[ABOUT THIS EXERCISE]: What is needed is an exact copy of every line from the one containing "positive clicks: (211, 205)" through the end of the entries; please set it down without any pictures.

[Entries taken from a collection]
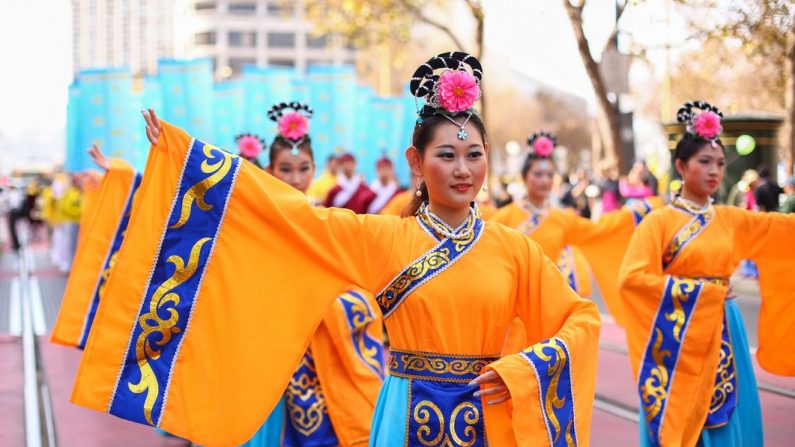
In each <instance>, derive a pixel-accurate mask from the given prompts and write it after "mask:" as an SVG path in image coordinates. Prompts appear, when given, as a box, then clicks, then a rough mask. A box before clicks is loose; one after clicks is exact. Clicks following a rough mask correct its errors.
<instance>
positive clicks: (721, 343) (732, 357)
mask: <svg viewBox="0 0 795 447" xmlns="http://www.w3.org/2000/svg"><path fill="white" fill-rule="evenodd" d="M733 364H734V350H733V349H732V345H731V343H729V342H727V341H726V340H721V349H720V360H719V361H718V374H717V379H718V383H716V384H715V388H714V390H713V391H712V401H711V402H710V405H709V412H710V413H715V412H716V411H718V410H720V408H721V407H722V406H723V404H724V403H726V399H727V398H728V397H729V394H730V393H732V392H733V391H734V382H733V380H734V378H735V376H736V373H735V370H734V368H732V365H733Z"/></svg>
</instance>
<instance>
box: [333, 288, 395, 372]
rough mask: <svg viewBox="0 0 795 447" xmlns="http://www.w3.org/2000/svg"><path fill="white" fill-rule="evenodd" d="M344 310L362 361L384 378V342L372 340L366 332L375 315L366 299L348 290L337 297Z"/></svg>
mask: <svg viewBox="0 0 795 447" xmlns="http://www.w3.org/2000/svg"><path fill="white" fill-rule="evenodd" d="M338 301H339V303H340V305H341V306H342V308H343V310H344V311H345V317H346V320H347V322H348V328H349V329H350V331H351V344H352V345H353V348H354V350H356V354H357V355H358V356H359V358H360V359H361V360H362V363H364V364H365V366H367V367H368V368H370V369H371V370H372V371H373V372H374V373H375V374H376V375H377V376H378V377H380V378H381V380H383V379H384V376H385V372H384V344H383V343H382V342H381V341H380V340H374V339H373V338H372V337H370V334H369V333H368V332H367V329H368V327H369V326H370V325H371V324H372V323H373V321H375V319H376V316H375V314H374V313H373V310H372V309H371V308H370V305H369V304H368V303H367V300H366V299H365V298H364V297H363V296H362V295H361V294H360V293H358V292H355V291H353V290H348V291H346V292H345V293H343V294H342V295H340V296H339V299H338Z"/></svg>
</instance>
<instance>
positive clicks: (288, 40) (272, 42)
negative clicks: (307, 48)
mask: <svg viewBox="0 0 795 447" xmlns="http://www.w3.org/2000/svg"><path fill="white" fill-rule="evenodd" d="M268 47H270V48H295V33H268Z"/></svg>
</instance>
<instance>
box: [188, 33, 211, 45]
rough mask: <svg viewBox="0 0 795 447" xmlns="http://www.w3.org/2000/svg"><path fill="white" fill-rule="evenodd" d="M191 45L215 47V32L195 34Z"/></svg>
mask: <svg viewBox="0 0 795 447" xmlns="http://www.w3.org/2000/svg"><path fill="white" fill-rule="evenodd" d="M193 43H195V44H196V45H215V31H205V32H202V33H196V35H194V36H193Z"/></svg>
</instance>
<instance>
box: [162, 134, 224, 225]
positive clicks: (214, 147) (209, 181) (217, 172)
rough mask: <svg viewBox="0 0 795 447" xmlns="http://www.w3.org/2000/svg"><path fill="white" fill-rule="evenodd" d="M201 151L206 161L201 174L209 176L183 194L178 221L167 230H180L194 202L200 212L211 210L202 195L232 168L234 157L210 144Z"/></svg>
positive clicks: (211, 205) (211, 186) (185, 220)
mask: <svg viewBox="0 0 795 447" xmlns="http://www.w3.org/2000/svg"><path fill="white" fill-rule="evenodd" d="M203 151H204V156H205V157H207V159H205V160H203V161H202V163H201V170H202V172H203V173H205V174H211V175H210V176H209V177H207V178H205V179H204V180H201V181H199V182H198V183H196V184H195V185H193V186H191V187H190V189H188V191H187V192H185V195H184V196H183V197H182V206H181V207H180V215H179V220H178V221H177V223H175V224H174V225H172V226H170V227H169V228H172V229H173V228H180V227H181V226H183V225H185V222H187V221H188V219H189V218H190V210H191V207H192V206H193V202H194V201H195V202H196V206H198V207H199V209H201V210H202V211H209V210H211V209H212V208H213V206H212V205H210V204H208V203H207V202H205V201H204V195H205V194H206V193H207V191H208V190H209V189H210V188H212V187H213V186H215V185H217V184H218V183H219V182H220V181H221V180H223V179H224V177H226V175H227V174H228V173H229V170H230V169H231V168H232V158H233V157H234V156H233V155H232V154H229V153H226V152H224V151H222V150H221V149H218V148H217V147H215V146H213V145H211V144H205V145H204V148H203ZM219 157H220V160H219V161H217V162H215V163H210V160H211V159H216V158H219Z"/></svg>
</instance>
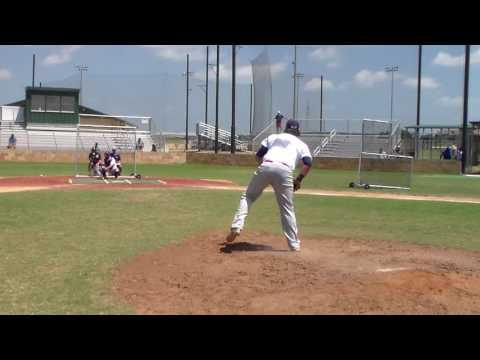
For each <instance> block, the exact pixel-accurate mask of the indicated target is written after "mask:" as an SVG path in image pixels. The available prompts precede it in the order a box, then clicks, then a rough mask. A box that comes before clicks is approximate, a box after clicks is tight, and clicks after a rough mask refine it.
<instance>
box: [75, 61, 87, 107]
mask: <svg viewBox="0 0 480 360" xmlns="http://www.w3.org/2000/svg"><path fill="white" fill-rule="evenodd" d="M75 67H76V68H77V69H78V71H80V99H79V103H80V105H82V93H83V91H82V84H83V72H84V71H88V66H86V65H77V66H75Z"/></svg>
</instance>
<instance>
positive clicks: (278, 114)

[WRITTEN RESPONSE]:
positive clicks: (211, 205) (211, 186) (185, 220)
mask: <svg viewBox="0 0 795 447" xmlns="http://www.w3.org/2000/svg"><path fill="white" fill-rule="evenodd" d="M203 151H204V156H205V157H207V159H205V160H203V161H202V163H201V170H202V172H203V173H205V174H211V175H210V176H209V177H207V178H205V179H204V180H201V181H199V182H198V183H196V184H195V185H193V186H191V187H190V189H188V191H187V192H185V195H184V196H183V197H182V206H181V207H180V215H179V220H178V221H177V223H175V224H174V225H172V226H170V227H169V228H172V229H173V228H180V227H181V226H183V225H185V222H187V221H188V219H189V218H190V210H191V207H192V206H193V202H194V201H195V202H196V206H198V207H199V209H201V210H202V211H209V210H211V209H212V208H213V206H212V205H210V204H208V203H207V202H205V201H204V195H205V194H206V193H207V191H208V190H209V189H210V188H212V187H213V186H215V185H217V184H218V183H219V182H220V181H221V180H223V179H224V177H226V175H227V174H228V173H229V170H230V169H231V168H232V158H233V157H234V156H233V155H232V154H229V153H226V152H224V151H222V150H221V149H218V148H217V147H215V146H213V145H211V144H205V145H204V148H203ZM219 157H220V160H219V161H217V162H215V163H210V160H211V159H216V158H219Z"/></svg>
</instance>
For each <instance> block, the exact pixel-accurate mask of the indicated target is written after "mask:" as an SVG path in image pixels. The available prompts precede it in the order a box, then clicks, then a rough mask. A box that comes before clicks is approximate, a box after clicks is tight, and clicks after a rough mask refine it.
<instance>
box: [75, 61, 87, 107]
mask: <svg viewBox="0 0 480 360" xmlns="http://www.w3.org/2000/svg"><path fill="white" fill-rule="evenodd" d="M75 67H76V68H77V69H78V71H80V99H79V103H80V105H82V93H83V91H82V84H83V72H84V71H88V66H86V65H77V66H75Z"/></svg>
</instance>
<instance>
positive clicks: (278, 114)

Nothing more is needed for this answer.